**Set exercise 1**: Could you copy out the records verbatim, from the line with "rocky shoreline, one" up to and including the last line of the records?

**Extract to read**:
Motion For Permanent Guardianship

The parents’ second complaint is that the district court failed to properly consider and rule on their motion for the appointment of *955J.C., paternal grandmother, as the children s permanent guardian. The motion was filed 12 days before the termination hearing, which had been scheduled some 3 months earlier. It was proffered as an alternative in the event the district court denied the parents’ motion for a continuance of the termination hearing. The record does not reflect any order setting the motion for hearing.

During the termination hearing, the parents’ attorney attempted to cross-examine the children’s case manager about die relationship between the children and J.C. The district court, sua sponte, interrupted the examination to inquire as to the relevance of “all this grandmother testimony.” The attorney responded, “We filed a motion in the alternative for permanent guardianship and we would like you to consider that.” The court opined that there was no statutory authority for such a motion, but he could consider a permanent guardianship as a dispositional alternative if he should find the State had proved unfitness.

**Set exercise 2**: In the passage about the motion for permanent guardianship, how many days before the termination hearing was the motion filed?

Point annotation dataset records:
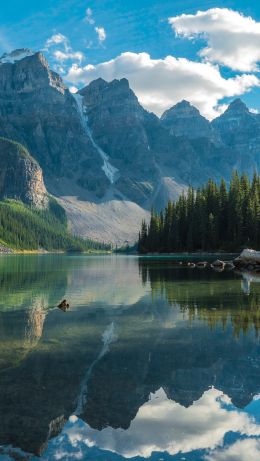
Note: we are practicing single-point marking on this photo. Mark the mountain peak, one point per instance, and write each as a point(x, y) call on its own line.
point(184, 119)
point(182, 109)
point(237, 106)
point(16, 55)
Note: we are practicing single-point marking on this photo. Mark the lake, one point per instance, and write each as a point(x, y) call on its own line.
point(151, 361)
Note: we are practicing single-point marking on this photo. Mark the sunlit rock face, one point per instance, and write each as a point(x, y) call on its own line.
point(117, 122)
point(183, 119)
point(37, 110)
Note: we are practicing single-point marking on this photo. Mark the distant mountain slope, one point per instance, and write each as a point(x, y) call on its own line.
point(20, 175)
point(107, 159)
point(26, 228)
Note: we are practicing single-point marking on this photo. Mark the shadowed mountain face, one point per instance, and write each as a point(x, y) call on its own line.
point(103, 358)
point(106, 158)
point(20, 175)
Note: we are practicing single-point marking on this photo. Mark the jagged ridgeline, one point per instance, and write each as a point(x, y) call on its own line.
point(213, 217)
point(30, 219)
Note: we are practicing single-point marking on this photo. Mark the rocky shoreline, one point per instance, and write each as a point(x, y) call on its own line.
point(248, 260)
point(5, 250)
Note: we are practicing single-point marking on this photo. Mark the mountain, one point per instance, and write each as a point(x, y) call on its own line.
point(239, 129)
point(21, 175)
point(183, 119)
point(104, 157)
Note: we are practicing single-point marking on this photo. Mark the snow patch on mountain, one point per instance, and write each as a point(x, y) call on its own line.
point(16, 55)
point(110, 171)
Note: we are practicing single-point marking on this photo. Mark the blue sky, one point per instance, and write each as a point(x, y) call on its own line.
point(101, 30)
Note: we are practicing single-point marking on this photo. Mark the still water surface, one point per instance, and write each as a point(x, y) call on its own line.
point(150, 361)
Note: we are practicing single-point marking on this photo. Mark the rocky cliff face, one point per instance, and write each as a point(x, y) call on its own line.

**Answer 1**:
Note: we are practicing single-point marking on this photo. Mark the rocky shoreline, one point per instance, and write each as a point(x, y) call on its own line.
point(248, 260)
point(5, 250)
Note: we are practicing single-point marking on this photo. Mark the mountain, one point per instance, and write each as a point(x, y) call on its own line.
point(239, 129)
point(21, 175)
point(183, 119)
point(104, 157)
Note: we are practicing single-point marking on this photo. Mark the snow patch on mountain, one point per instance, and write each as a point(x, y) call on its own line.
point(16, 55)
point(110, 171)
Note: we are practicing single-point marking on this photo. Mark the blue sky, one point per instance, and write each as a point(x, y) call on its own line.
point(101, 30)
Note: we are practicing single-point marking on this photo. Mark the still water surface, one point per instance, and write each as a point(x, y) call on its own line.
point(150, 361)
Note: we are practicing single-point marking on this photo. Mark the rocky cliff face, one point per instance, and write each as a point(x, y) call on its own line.

**Answer 2**: 12 days.